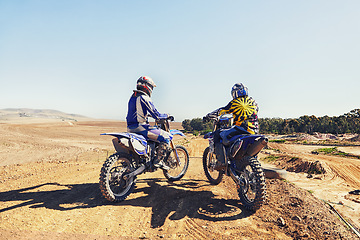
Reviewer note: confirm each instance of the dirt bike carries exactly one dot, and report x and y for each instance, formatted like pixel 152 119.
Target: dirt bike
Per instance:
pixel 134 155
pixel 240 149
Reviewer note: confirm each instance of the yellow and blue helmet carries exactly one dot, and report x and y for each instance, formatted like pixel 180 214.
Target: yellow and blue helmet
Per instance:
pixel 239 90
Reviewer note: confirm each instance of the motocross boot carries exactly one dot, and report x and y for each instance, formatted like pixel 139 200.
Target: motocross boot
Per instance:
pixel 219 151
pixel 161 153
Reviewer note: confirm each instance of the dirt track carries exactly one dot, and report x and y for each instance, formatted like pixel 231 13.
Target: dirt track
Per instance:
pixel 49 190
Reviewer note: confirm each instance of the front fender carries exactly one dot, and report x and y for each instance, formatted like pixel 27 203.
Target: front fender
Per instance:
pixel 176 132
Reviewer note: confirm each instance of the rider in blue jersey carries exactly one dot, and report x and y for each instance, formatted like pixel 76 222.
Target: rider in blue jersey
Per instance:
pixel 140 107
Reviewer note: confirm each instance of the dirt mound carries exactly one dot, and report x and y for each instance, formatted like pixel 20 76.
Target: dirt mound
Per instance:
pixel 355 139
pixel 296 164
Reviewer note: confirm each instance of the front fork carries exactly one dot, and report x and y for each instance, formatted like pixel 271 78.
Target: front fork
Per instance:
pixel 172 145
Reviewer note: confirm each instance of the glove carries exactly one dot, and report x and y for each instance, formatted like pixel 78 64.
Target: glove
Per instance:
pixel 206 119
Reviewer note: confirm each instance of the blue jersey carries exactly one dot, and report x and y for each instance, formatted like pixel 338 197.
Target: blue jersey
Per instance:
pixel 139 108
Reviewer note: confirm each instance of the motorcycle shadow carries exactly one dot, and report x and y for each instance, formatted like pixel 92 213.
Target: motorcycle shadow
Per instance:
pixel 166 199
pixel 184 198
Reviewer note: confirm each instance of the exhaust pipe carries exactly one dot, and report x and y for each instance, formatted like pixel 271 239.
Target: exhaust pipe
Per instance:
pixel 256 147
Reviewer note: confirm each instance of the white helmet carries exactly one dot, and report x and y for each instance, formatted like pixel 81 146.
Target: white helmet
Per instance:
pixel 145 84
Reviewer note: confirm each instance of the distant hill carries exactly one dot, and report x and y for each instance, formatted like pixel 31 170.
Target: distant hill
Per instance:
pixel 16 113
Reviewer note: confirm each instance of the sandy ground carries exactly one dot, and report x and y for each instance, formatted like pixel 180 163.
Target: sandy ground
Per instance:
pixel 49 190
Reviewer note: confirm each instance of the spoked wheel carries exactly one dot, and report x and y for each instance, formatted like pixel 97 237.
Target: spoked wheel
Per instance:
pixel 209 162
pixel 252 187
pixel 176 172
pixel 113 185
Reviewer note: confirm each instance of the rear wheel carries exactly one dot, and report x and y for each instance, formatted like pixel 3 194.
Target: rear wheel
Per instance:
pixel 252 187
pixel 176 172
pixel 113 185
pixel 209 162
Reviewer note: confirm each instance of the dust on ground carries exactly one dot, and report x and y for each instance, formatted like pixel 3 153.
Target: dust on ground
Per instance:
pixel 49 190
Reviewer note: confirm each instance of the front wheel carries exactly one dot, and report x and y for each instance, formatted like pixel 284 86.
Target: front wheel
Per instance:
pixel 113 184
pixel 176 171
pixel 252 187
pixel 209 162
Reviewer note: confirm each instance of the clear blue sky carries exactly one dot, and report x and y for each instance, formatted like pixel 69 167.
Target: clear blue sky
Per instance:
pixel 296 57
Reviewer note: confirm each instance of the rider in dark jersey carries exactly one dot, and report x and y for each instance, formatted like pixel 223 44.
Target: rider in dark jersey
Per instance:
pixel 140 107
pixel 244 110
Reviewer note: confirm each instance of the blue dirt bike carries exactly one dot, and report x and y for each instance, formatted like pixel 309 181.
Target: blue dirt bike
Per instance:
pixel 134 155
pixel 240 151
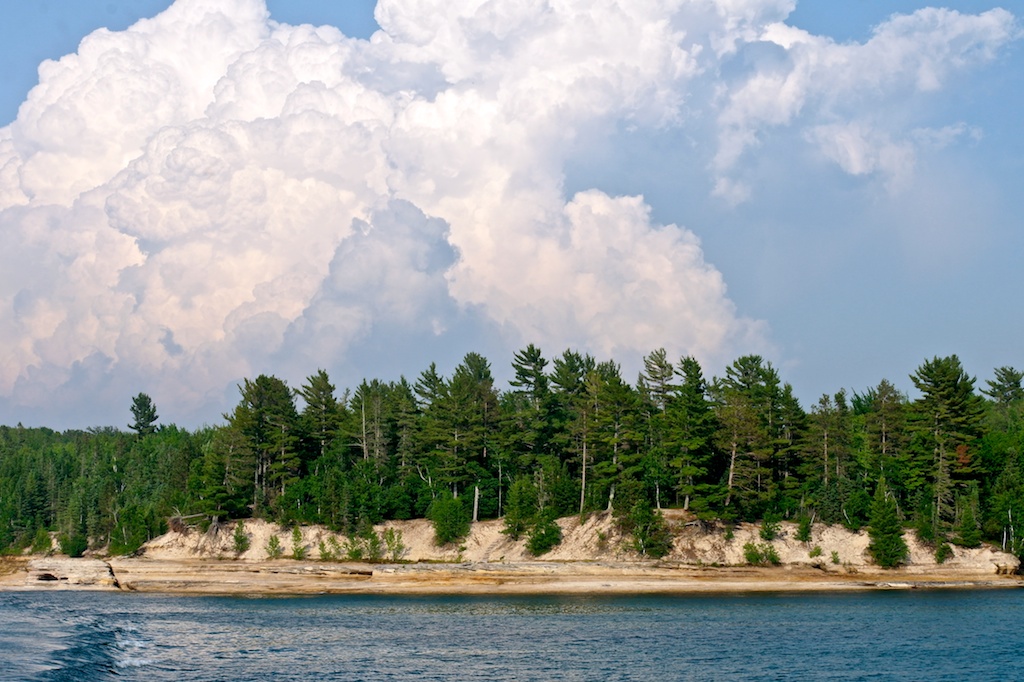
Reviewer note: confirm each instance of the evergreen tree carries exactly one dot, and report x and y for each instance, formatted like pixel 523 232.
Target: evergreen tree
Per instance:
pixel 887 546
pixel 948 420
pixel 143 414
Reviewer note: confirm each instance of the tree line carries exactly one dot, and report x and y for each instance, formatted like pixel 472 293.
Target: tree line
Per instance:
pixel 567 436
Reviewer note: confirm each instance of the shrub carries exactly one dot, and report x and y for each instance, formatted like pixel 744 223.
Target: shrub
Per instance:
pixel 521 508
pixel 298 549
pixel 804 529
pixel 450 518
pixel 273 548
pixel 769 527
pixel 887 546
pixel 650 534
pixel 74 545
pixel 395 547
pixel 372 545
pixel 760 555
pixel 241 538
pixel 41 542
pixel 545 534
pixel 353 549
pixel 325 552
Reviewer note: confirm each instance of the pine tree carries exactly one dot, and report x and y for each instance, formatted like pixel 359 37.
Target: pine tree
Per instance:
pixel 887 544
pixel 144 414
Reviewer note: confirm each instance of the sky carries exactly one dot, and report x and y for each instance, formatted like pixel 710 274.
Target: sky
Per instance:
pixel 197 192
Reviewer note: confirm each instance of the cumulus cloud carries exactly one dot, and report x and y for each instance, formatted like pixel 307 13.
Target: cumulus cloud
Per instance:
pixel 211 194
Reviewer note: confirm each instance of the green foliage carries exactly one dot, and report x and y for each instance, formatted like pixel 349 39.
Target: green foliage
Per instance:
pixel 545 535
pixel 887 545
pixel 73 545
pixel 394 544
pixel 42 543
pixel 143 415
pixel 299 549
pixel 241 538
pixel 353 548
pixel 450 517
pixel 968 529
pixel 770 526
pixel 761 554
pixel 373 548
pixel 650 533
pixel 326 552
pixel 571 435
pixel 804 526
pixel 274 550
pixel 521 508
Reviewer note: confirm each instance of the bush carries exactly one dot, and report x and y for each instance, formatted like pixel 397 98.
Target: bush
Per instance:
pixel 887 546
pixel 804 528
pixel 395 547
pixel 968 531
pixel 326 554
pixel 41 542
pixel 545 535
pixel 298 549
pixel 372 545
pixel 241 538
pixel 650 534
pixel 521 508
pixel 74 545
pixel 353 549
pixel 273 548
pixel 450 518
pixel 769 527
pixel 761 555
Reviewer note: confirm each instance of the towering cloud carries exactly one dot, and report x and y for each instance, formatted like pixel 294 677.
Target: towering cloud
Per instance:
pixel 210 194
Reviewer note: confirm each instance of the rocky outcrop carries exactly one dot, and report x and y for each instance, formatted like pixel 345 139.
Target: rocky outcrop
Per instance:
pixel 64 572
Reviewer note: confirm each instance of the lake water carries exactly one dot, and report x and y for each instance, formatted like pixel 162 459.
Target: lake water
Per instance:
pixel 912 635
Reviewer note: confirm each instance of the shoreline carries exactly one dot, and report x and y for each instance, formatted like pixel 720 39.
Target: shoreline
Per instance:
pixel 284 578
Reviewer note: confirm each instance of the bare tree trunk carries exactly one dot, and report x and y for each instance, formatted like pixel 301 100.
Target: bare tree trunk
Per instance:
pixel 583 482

**Requirement**: The job here is to retype the data exactly, with no pictures included.

**Reply to the exercise**:
Reviewer note: confirm each instance of the dirt bike carries exactly one dot, and report x and y for each instance, formatted like pixel 152 119.
Target: dirt bike
Per instance:
pixel 134 155
pixel 240 149
Reviewer note: confirm each instance of the yellow and blue helmet carries exactly one dot, and report x and y for each instance, formatted like pixel 180 214.
Target: yellow and blue helmet
Per instance:
pixel 239 90
Reviewer note: confirm each instance of the motocross boot carries exactly one dot, and report x and y for each instance, formatted like pixel 139 200.
Target: motocross boot
Per instance:
pixel 219 151
pixel 161 153
Reviewer note: confirm each instance of the dirt track carries exactly one dot, and report x and y for each instance, formatted like pixel 231 13.
Target: dirt track
Per instance:
pixel 49 190
Reviewer note: confirm each instance of the front fender carries exactly one dot, and report x and y for each instance, formatted like pixel 27 203.
Target: front fender
Per instance:
pixel 176 132
Reviewer note: confirm each instance of the rider in blue jersey carries exactly one dot, and report x and y for each instance, formatted like pixel 76 222.
Target: rider in blue jersey
Per instance:
pixel 140 107
Reviewer note: confirm each instance of the dirt mound carries exactly one dot, and report x and y for each instance, formatted like pixel 20 76.
Target: dirt mound
Per instance:
pixel 355 139
pixel 296 164
Reviewer note: confirm each instance of the front fork carries exactly one dot, and report x and y for each instance, formatted like pixel 271 78.
Target: front fork
Per instance:
pixel 172 145
Reviewer note: confirm each instance of the glove carries exactly one dot, and report x and y for each instance, formatted like pixel 78 64.
Target: glove
Per instance:
pixel 206 119
Reviewer note: confirm each instance of the blue jersey carries exactly one dot, and report x and y for each instance, formatted like pixel 338 197.
Target: blue jersey
Per instance:
pixel 139 108
Reviewer note: confirm each instance of the motorcycle shadow carries exactly one dot, and report x and y for each instance, formatted like pixel 92 213.
Target: motorcycle shadow
Per instance:
pixel 166 199
pixel 184 198
Reviewer note: confirm each instance of the exhaust pipe carries exactly one dot, and report x and y for each instance, formatted like pixel 271 239.
Target: exhaust pipe
Per instance:
pixel 256 147
Reviewer note: confirm each instance of the white helmet carries exactly one dot, and report x and y for each instance, formatted like pixel 81 146.
Target: white helmet
Per instance:
pixel 145 84
Reviewer note: confirm each instance of the distant hill carries exactly one dot, and report x and y for each instance, formatted like pixel 31 170.
Target: distant hill
Per instance:
pixel 16 113
Reviewer note: confirm each instance of the sandy ground carries exactly one dot, and report x and y for each instance, formatted like pixel 180 163.
Target: sandy ground
Per instance:
pixel 49 190
Reviewer note: confirm each instance of the spoked wheel carries exactly one dot, and report x and y for each instance, formatted like pixel 97 237.
Target: spoked wheel
Per instance:
pixel 209 162
pixel 252 187
pixel 176 172
pixel 113 185
Reviewer note: confirm each instance of the rear wheel carries exactly one dot, and report x and y for each instance, formatted like pixel 3 194.
Target: rear wheel
Per instance:
pixel 252 187
pixel 176 172
pixel 113 185
pixel 209 162
Reviewer note: confirm each instance of the dust on ground carries exactly one dot, and report x and y for each instance, formatted like pixel 3 153.
Target: dust on ground
Per instance:
pixel 49 190
Reviewer note: confirm each instance of the front wheel carries exactly one dot, and report x and y for each instance, formatted like pixel 284 86.
Target: front wheel
Per instance:
pixel 113 184
pixel 176 171
pixel 252 187
pixel 209 162
Reviewer note: confirm each instance of the clear blue sky carries exactly one dot, and report x and y for each instance, formatted like pixel 69 167.
Target: clear blue sky
Per instance:
pixel 296 57
Reviewer note: confirm each instance of the rider in dark jersey carries exactly one dot, and report x and y for each instance, formatted like pixel 223 44.
Target: rider in dark jersey
Per instance:
pixel 140 107
pixel 244 110
Reviewer note: confirm each instance of the blue dirt bike carries exactly one dot, and report x and y for each instance, formatted like pixel 309 181.
Target: blue dirt bike
Per instance:
pixel 134 155
pixel 240 151
Reviewer note: confirm each instance of the evergreen tree carries exactly one dot, and report x and y for each instance, formatted like pixel 523 232.
Target: evergreen tree
Per instance:
pixel 887 546
pixel 948 420
pixel 143 414
Reviewer note: confirm each instance of the tree line carries exactly one dot, and report x and y for each instance, formatted like pixel 472 293.
Target: tree line
Per instance:
pixel 567 436
Reviewer note: confirm each instance of the shrub carries exactly one dot, and report x and y for each instance, formatted like pixel 744 223.
Target: shrub
Per instance:
pixel 521 508
pixel 298 549
pixel 804 529
pixel 450 518
pixel 273 548
pixel 769 527
pixel 887 546
pixel 650 534
pixel 74 545
pixel 395 547
pixel 372 545
pixel 760 555
pixel 241 538
pixel 41 542
pixel 545 534
pixel 353 549
pixel 325 552
Reviewer note: confirm each instance of the pine tree carries exactly one dot, and report x and y for each instance, formatted like pixel 359 37.
Target: pine tree
Per instance:
pixel 887 544
pixel 144 414
Reviewer note: confirm each instance of the sky carries exactly one dot, and report x and y for each instance, formatted like pixel 710 274.
Target: sky
Per instance:
pixel 197 192
Reviewer note: confirm each instance of the cumulus cloud carries exactly one dot, and report x and y for each instance, formatted like pixel 307 13.
Target: cumulus cloud
Per instance:
pixel 211 194
Reviewer note: confirm each instance of the green foliage carries exactly one dot, and report x and y for each instance, formatted like pixel 349 39.
Target: green foliage
Per instance:
pixel 545 535
pixel 887 545
pixel 73 545
pixel 394 544
pixel 42 543
pixel 143 415
pixel 299 549
pixel 241 538
pixel 353 548
pixel 450 517
pixel 968 529
pixel 770 526
pixel 761 554
pixel 373 548
pixel 650 533
pixel 326 552
pixel 571 435
pixel 804 526
pixel 274 550
pixel 521 508
Reviewer note: confirm each instance of the bush carries exactly one dot, and report x and y for each instance, formatted like pixel 397 98.
Target: bush
Per instance:
pixel 887 546
pixel 804 528
pixel 395 547
pixel 968 531
pixel 326 554
pixel 41 542
pixel 545 535
pixel 298 549
pixel 372 545
pixel 241 538
pixel 650 534
pixel 521 508
pixel 74 545
pixel 353 549
pixel 273 548
pixel 450 518
pixel 769 527
pixel 761 555
Reviewer note: confirm each instance of the towering cloud carries exactly one dot, and report x and y for each instance, formatted like pixel 294 677.
Target: towering cloud
Per instance:
pixel 210 194
Reviewer note: confirm each instance of the rocky outcrop carries exactly one dot, and report x and y for each instance, formatted like pixel 345 139.
Target: rocky outcrop
Per instance:
pixel 64 572
Reviewer note: confirm each instance of the lake water carries exactly one dot, and report x and y for each instance, formatted like pixel 162 459.
Target: lake water
Per instance:
pixel 912 635
Reviewer note: confirm each instance of the shoreline carries exactly one dot, and report x and y for each instance, formatted like pixel 720 39.
Target: shoreline
Per instance:
pixel 284 578
Reviewer note: confirm each instance of the bare tree trunk carries exactly one dot, and report x and y for each instance, formatted like pixel 301 100.
Target: bare tree trunk
Per instance:
pixel 583 482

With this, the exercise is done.